== TEXT TO READ ==

Plantagenet wrote:Most of the growth in CO2 emissions is thought to come from gasoline used in increasing car, bus and plane travel around the globe.
Tanada wrote:
Week beginning on May 28, 2017: 409.52 ppm
Weekly value from 1 year ago: 407.62 ppm
Weekly value from 10 years ago: 386.92 ppm
June 09: 409.69 ppm
June 08: 409.49 ppm
June 07: 409.86 ppm
June 06: 409.87 ppm
June 05: 409.80 ppm
To maintain CO2 concentrations at a stable level, you could only emit what was effectively being balanced by long-term sinks. On the hundred-year scale, that is basically only the deep ocean, and the current sequestration there is about 2 GtC/yr. Given we are putting out ~10 GtC/yr, that means you’d have to cut emissions by 80% to stabilise CO2 (which is not the same as stabilising temperature – that would continue to rise, though more slowly). – gavin
We should be experiencing a relatively rapid collapse in CO2 being in an inter-glacial period and not a rapid increase. This is a systematic pattern in the observations. Where are the deniers and their variability excuse?

== DATA FOR PROCESSING ==

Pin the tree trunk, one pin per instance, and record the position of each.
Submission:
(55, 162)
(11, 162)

==

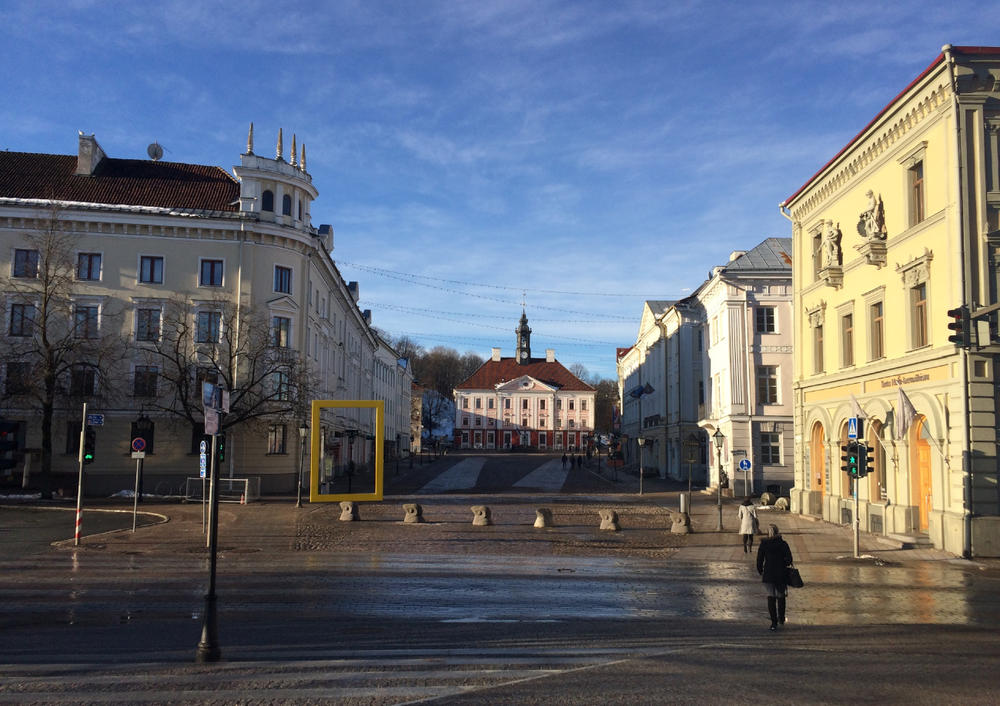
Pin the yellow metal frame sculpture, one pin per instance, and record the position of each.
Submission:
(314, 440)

== REQUEST A ==
Find every line in the entries that contains the word "record" and copy each of those lines.
== REQUEST B ==
Carry on the forum discussion of CO2 emissions and concentrations from its last sentence.

== EXPECTED ANSWER A ==
Pin the tree trunk, one pin per instance, and record the position of each.
Pin the yellow metal frame sculpture, one pin per instance, and record the position of each.

== EXPECTED ANSWER B ==
The concentration of carbon dioxide (CO2) in the atmosphere has varied in step with glacial/interglacial cycles3,4 (Fig. 1). During interglacial times, such as the Holocene (roughly the past 10,000 years), the atmospheric partial pressure of CO2 (pCO2 ) is typically near 280 parts per million by volume (p.p.m.v.). During peak glacial times, such as the Last Glacial Maximum about 18,000 years ago, atmospheric pCO2 is 180±200 p.p.m.v., or roughly 80±100 p.p.m.v. lower.
There is a lot of volatility recently in the Mauna Loa numbers, but the underlying trend is very worrying. With no significant difference in ENSO level year over year, we are seeing 3+ ppm changes year over year. Even looking at the global CO2 estimate for 2018 vs 2017, it is 2.63 (based on the November numbers, will be revised as December to February come in). When taking into account methane etc. the annual change is around 5ppm CO2e.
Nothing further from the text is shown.